**WHAT NEEDS TO BE DONE**. Format everything from the first line down to the line containing "0 298 L 449", both included, as a Markdown table with the columns Row and Line. Number each row and leave out blank lines.

**** RECORDS FOR THIS TASK

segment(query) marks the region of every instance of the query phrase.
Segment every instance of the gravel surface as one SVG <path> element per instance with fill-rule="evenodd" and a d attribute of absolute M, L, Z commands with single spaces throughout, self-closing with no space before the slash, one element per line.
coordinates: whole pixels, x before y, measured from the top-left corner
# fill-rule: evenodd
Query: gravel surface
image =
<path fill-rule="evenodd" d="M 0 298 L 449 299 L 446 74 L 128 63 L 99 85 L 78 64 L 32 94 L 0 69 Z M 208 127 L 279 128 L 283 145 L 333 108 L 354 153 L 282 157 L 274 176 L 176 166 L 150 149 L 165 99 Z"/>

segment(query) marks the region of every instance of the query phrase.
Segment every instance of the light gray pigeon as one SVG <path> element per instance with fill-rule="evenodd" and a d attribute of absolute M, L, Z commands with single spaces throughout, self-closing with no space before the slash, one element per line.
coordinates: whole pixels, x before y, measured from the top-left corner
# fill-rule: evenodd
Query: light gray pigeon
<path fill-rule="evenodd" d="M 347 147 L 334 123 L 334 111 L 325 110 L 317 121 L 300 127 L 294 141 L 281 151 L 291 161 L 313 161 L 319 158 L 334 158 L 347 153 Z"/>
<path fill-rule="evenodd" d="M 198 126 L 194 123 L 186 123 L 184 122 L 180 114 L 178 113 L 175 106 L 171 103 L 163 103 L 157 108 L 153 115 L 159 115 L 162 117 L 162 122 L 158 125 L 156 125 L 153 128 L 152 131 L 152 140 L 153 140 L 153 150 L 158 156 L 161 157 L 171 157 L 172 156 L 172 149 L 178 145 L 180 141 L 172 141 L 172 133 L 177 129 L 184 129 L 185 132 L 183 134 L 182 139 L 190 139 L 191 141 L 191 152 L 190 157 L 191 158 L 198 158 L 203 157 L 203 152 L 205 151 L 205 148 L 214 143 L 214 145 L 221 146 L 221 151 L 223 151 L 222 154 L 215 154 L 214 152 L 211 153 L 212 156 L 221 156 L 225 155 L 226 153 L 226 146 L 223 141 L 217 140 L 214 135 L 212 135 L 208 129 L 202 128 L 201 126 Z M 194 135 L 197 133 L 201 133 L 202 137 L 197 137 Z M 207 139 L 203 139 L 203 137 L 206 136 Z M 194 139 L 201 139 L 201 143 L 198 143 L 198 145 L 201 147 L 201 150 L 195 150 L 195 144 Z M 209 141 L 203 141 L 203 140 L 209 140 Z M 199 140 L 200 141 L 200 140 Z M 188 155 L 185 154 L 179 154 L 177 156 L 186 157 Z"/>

********

**CORRECT RESULT**.
| Row | Line |
|---|---|
| 1 | segment(query) marks the region of every instance of the query phrase. |
| 2 | Segment every instance of the gravel surface as one SVG <path> element per instance with fill-rule="evenodd" and a d attribute of absolute M, L, Z commands with single spaces throughout, self-closing with no space before the slash, one element per line. |
| 3 | coordinates: whole pixels, x before y, measured from the top-left corner |
| 4 | # fill-rule: evenodd |
| 5 | Query: gravel surface |
| 6 | image = |
| 7 | <path fill-rule="evenodd" d="M 0 298 L 449 299 L 446 74 L 128 63 L 99 85 L 78 64 L 32 94 L 0 69 Z M 208 127 L 279 128 L 283 145 L 333 108 L 354 153 L 282 157 L 274 176 L 176 166 L 150 149 L 165 99 Z"/> |